[Description of the task] Each line below is to be written out in full, exactly as shown.

[Records for processing]
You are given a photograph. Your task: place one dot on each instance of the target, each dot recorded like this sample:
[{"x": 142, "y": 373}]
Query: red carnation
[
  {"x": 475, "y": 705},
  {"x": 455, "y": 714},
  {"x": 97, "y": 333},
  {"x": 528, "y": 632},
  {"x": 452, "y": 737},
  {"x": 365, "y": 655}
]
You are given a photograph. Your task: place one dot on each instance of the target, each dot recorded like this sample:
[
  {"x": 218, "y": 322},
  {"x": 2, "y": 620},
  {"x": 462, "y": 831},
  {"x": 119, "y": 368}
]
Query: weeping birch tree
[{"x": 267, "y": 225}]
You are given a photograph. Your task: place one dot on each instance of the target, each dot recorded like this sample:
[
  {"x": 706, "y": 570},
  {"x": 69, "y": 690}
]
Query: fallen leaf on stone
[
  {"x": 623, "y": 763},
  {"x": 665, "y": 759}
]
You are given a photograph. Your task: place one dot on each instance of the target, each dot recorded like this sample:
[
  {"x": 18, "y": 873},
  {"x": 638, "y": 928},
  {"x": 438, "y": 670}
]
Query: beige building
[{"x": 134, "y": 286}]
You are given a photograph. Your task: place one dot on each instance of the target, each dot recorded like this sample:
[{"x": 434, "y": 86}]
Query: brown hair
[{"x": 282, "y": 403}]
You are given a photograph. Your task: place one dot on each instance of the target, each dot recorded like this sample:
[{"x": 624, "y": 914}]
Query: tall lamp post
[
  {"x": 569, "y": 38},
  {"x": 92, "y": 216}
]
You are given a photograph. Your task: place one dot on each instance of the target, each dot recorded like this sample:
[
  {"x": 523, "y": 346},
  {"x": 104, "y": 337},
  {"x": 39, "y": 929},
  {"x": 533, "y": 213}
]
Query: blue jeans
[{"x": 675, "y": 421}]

[Result below]
You are given a photograph. Your task: place one dot on each instance of the target, each dot recorded like this sample:
[{"x": 142, "y": 373}]
Query: red carnation
[
  {"x": 475, "y": 705},
  {"x": 455, "y": 714},
  {"x": 97, "y": 333},
  {"x": 528, "y": 632},
  {"x": 452, "y": 737},
  {"x": 365, "y": 655}
]
You are given a photograph. Your task: place one dot on each instance of the target, each dot recorded like this sample:
[
  {"x": 218, "y": 322},
  {"x": 2, "y": 620},
  {"x": 462, "y": 831},
  {"x": 119, "y": 368}
]
Query: weeping birch tree
[{"x": 267, "y": 225}]
You are given a photograph. Your task: place one dot on each instance of the target, each dot recorded like this sample:
[
  {"x": 706, "y": 570},
  {"x": 69, "y": 690}
]
Query: fallen leaf on stone
[
  {"x": 623, "y": 763},
  {"x": 665, "y": 759}
]
You are given a photograph. Your task: place one dot on each instance of the target, each dot recorded like this sample:
[
  {"x": 18, "y": 873},
  {"x": 638, "y": 928},
  {"x": 438, "y": 670}
]
Query: beige building
[{"x": 134, "y": 286}]
You are given a photograph. Your task: place one dot on each instance of the target, each dot recorded like this sample:
[{"x": 434, "y": 86}]
Query: brown hair
[{"x": 282, "y": 403}]
You are given a photograph. Your task: place one dot on each instance of the target, each dot recorded like this sample:
[{"x": 624, "y": 914}]
Query: tall lamp post
[
  {"x": 569, "y": 38},
  {"x": 92, "y": 216}
]
You are given a photograph. Your task: place one dot on each instance of the target, each dot recorded like this sample:
[
  {"x": 523, "y": 346},
  {"x": 104, "y": 337},
  {"x": 39, "y": 929},
  {"x": 533, "y": 213}
]
Query: blue jeans
[{"x": 675, "y": 421}]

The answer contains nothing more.